## START Material provided

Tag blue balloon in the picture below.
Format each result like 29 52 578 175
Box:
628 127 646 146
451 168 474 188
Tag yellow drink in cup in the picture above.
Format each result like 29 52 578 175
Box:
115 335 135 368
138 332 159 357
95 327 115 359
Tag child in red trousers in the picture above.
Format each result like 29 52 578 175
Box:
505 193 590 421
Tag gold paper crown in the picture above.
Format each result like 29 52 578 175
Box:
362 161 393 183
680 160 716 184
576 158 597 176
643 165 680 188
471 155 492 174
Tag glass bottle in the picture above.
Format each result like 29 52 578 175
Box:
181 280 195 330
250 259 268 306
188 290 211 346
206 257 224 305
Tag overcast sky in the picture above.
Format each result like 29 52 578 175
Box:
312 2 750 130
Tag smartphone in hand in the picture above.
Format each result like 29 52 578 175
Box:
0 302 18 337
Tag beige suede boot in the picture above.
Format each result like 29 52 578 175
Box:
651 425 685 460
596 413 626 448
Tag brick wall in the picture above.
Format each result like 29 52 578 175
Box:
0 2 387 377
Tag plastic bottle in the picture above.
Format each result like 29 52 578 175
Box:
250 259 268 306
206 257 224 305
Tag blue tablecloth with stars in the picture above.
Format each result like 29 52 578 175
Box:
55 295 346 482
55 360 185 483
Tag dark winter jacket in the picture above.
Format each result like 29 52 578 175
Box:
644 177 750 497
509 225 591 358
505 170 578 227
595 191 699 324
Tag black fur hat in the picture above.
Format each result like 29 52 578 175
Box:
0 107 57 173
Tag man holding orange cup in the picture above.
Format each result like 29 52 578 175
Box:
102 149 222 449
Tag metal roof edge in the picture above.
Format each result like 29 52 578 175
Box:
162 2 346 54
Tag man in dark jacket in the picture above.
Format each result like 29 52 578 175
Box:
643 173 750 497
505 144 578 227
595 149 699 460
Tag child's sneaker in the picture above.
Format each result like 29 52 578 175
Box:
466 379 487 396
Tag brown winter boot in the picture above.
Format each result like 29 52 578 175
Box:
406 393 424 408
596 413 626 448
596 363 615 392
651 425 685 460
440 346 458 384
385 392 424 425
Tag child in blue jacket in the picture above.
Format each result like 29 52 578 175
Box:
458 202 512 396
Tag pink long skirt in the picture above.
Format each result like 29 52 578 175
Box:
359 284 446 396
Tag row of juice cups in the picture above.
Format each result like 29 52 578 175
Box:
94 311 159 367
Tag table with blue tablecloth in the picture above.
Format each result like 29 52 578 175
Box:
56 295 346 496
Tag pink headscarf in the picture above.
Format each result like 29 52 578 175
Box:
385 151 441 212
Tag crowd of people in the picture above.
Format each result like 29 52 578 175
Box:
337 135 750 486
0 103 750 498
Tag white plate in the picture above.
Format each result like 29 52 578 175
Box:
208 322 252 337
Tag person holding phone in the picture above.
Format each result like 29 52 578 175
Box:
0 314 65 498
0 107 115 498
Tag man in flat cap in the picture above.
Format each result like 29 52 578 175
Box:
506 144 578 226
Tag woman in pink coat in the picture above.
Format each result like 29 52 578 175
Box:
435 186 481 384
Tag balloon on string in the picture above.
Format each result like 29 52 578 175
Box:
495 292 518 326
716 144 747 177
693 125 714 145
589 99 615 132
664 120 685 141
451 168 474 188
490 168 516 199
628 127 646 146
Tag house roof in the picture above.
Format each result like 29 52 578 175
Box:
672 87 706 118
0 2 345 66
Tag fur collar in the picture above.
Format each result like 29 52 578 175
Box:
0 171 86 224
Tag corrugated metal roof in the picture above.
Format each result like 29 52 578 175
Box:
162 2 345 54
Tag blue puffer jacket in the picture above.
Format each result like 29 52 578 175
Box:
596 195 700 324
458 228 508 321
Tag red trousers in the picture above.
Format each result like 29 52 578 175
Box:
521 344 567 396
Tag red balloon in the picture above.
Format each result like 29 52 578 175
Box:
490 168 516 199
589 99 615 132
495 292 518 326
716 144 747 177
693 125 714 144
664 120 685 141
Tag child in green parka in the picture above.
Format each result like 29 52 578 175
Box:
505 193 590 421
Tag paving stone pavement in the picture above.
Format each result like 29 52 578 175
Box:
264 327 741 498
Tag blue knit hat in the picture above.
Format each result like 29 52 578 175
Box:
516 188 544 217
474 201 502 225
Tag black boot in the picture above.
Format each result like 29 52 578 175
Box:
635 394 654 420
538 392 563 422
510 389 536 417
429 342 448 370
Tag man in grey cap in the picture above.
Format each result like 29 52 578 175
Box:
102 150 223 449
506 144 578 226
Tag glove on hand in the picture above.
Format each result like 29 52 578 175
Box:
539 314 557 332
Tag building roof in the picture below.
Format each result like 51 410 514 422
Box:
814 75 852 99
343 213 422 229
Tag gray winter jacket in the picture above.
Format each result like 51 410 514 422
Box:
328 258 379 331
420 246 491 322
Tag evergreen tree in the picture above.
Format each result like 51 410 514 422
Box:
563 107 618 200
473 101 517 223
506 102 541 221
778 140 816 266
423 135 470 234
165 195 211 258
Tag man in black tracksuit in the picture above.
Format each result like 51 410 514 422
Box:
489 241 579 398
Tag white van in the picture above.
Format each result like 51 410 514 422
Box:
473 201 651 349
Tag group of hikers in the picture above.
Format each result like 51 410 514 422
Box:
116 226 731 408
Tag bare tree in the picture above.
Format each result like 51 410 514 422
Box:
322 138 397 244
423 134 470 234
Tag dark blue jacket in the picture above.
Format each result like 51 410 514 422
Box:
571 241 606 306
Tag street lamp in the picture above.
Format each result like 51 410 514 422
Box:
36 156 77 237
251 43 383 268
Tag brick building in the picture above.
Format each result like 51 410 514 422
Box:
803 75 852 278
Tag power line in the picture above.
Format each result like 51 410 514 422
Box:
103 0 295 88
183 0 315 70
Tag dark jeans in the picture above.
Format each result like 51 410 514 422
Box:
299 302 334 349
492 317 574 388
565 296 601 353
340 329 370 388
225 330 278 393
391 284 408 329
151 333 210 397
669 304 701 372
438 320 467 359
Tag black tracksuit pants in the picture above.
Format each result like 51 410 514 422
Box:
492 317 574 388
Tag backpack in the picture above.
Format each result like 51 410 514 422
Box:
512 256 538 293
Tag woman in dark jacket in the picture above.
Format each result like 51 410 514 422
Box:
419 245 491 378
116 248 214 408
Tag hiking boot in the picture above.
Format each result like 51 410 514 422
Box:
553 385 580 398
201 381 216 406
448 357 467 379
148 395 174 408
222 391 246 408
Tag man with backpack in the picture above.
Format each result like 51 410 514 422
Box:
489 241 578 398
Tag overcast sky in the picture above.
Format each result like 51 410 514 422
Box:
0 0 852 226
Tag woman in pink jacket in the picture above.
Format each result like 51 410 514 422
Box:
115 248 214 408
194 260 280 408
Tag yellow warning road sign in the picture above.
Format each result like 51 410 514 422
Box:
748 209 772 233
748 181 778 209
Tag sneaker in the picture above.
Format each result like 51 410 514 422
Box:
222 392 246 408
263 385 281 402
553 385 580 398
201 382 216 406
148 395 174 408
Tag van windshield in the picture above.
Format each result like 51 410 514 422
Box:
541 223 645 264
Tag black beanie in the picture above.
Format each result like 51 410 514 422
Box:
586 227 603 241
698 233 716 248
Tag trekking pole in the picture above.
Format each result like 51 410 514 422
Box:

## END Material provided

*Your task:* Rewrite the material above from the line "Tag black beanie in the picture above." through the end, changing "trekking pole" to "walking stick" and leaving everything else as it is.

*Problem solution:*
Tag black beanie in the picture above.
Format each result like 51 410 514 422
Box:
586 227 603 241
698 233 716 248
Tag walking stick in the picture above.
Format each result like 51 410 514 422
Box:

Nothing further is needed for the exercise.